Reproduce the entries word for word but drop every picture.

Point localization data

☆ ☆ ☆

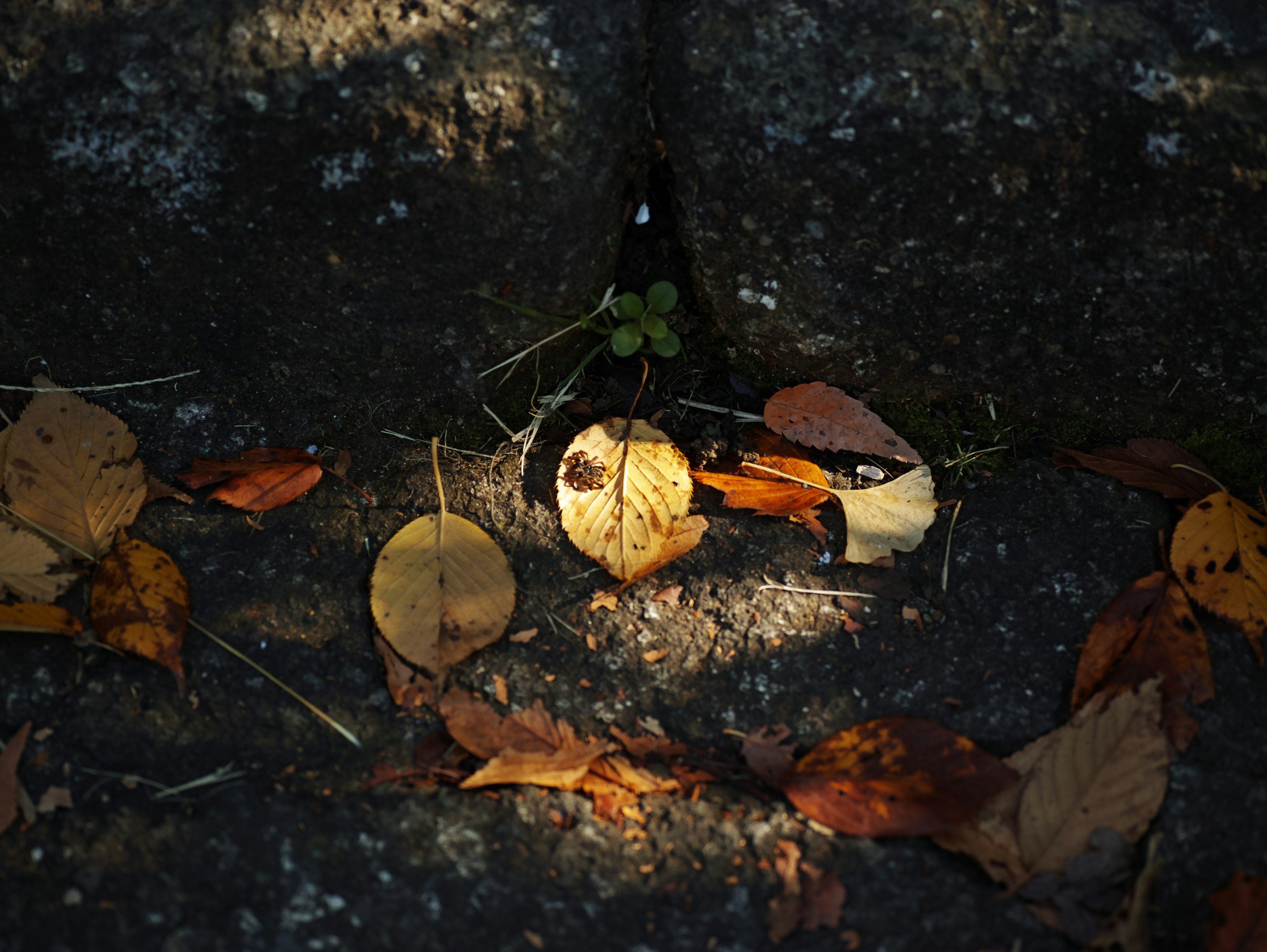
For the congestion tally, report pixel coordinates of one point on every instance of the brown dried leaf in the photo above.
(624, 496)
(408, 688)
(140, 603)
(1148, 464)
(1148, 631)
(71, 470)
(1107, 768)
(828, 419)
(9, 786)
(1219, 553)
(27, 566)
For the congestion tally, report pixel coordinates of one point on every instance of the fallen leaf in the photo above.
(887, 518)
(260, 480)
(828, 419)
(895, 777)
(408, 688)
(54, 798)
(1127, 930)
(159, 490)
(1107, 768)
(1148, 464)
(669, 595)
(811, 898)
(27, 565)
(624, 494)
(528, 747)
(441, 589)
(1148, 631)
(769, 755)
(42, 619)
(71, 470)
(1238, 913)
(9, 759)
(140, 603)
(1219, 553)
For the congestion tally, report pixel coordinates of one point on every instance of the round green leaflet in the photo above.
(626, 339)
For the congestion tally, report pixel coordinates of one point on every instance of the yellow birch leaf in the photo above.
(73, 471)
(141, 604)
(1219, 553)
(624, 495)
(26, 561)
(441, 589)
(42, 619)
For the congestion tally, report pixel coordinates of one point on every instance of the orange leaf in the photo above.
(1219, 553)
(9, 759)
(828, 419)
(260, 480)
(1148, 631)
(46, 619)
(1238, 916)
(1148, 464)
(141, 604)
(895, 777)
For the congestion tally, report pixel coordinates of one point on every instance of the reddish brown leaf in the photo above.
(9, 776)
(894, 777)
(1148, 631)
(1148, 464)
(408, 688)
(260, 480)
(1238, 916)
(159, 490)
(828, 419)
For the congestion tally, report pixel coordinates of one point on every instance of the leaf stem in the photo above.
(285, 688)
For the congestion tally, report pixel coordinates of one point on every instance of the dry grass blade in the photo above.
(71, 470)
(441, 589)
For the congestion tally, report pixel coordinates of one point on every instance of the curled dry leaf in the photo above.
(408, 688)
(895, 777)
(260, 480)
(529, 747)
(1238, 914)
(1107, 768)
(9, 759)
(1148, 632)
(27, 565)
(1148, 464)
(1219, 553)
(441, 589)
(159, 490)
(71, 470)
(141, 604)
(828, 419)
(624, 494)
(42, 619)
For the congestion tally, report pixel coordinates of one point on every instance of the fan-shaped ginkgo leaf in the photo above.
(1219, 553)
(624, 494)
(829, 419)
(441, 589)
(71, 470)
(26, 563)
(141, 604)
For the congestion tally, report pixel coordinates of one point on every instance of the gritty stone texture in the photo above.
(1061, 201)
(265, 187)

☆ ☆ ☆

[Written solution]:
For the congestion tally, report pixel coordinates of one point on every instance of the brown dried leaf in the photo above.
(624, 496)
(408, 688)
(140, 603)
(1148, 464)
(1148, 631)
(71, 470)
(1107, 768)
(828, 419)
(9, 786)
(1219, 553)
(27, 566)
For the congestion tally, report pixel coordinates of one point on every instance of the fallen leaf in the photo above.
(887, 518)
(260, 480)
(828, 419)
(895, 777)
(408, 688)
(54, 798)
(1127, 930)
(159, 490)
(1107, 768)
(1148, 464)
(669, 595)
(811, 898)
(27, 565)
(624, 494)
(528, 747)
(441, 589)
(1148, 631)
(769, 755)
(42, 619)
(71, 470)
(1238, 913)
(9, 759)
(140, 603)
(1219, 553)
For the congestion tally, report pixel coordinates of one point on every instance of the round green leaflet in the photo above.
(626, 339)
For the congestion tally, report pixel coordinates of one point on every instance of the yellow birch leaf in the photo above.
(73, 471)
(141, 604)
(1219, 553)
(624, 495)
(26, 561)
(441, 589)
(42, 619)
For the congestion tally, report pixel coordinates of one point on every instance of the orange leaf in the photo above.
(1219, 553)
(9, 759)
(828, 419)
(260, 480)
(1148, 631)
(46, 619)
(1238, 916)
(1148, 464)
(141, 604)
(895, 777)
For the congestion tally, report pixel coordinates of one point on every instance of the reddish brown leaf in the photo above.
(9, 776)
(894, 777)
(1148, 631)
(1148, 464)
(408, 688)
(260, 480)
(1238, 916)
(159, 490)
(828, 419)
For the congestion tally, report pixel coordinates of one point on every instance of the leaf stem in the photo above.
(285, 688)
For the congestion tally, report pixel coordinates of one point on every instance of the dry grass blade in the photo above.
(71, 470)
(441, 589)
For the congestion tally, report pixel coordinates of one point on every instance of the curled dry leaf in the photo above.
(408, 688)
(895, 777)
(260, 480)
(529, 747)
(1238, 914)
(1107, 768)
(9, 759)
(1148, 632)
(27, 565)
(1148, 464)
(1219, 553)
(441, 589)
(159, 490)
(71, 470)
(141, 604)
(828, 419)
(624, 494)
(42, 619)
For the congestion tally, report pixel coordinates of one point on every instance of the fan-shaped ginkgo leaf in the photo above.
(1219, 553)
(624, 494)
(829, 419)
(441, 589)
(71, 470)
(26, 563)
(141, 604)
For the congestion tally, report pixel coordinates of one point on every instance of the gritty stone texture in the photo above.
(1061, 201)
(265, 187)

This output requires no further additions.